Passage shown
┌──

Detection of early bruises in Gongcheng persimmon using hyperspectral imaging

Abstract

This paper explores early bruise detection and bruise region extraction on the Gongcheng persimmon by hyperspectral imaging techniques in the visible and near-infrared (400–1000 nm) regions. In picking and storage, the surface of the Gongcheng persimmon will inevitably be slightly scratched due to impact, extrusion, or abrasion, which is not easy to detect by the naked eye. To find a suitable method to identify crisp persimmons in three stages (sound stage, 12 h, and 24 h after bruising), hyperspectral images of Gongcheng persimmon with wavelengths between 400 and 1000 nm were acquired using a hyperspectral imaging system. The effects of multivariate scatter correction (MSC), standard normal variate transform (SNV), normalization, and Savitzky–Golay (SG) smoothing to remove noise on the accuracy of the support vector machine (SVM) classification model were compared. A genetic algorithm (GA) was used to optimize the SVM parameters, and SPA was used to select the best wavelength for identifying the bruised part of the Gongcheng persimmon. The results show that using a successive projections algorithm (SPA) for characteristic wavelength selection can reduce redundant information and improve computing efficiency. The SVM model has the best classification effect after MSC preprocessing, and the classification accuracy can reach 100 %. The minimal noise fraction (MNF) method was used to successfully segment the bruised parts of Gongcheng persimmons according to the selected optimal wavelength, which indicated that MNF is an effective method to identify the bruised areas.

└──

Input data
┌──

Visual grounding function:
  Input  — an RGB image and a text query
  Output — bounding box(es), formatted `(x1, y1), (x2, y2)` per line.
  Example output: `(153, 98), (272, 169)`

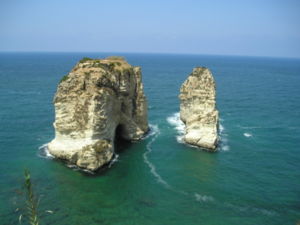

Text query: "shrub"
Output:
(79, 57), (93, 63)
(59, 74), (69, 83)
(106, 56), (125, 60)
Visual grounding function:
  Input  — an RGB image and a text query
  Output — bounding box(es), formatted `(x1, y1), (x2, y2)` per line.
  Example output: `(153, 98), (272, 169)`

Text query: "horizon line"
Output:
(0, 50), (300, 59)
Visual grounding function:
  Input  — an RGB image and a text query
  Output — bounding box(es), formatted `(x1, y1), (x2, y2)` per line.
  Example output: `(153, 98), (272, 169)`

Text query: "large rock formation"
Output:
(48, 57), (148, 170)
(179, 67), (219, 151)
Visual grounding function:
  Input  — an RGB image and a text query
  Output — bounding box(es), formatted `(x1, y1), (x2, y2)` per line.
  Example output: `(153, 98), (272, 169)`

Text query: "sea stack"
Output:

└──

Tasks for this exercise
1/ List every preprocessing method that the persimmon bruise abstract compares for its effect on the accuracy of the SVM classification model.
2/ Summarize the persimmon bruise abstract in two sentences.
The records are separate from the abstract on persimmon bruise detection and bear no relation to it.

Answers below
1/ Multivariate scatter correction (MSC); standard normal variate transform (SNV); normalization; Savitzky–Golay (SG) smoothing

2/ Hyperspectral images of Gongcheng persimmons at 400–1000 nm were used to identify fruit in three stages (sound, 12 h, and 24 h after bruising), with preprocessing methods compared for an SVM model whose parameters a genetic algorithm optimized and whose best wavelength SPA selected. The SVM model classified best after MSC preprocessing, reaching 100 % accuracy, and the MNF method successfully segmented the bruised parts at the selected optimal wavelength.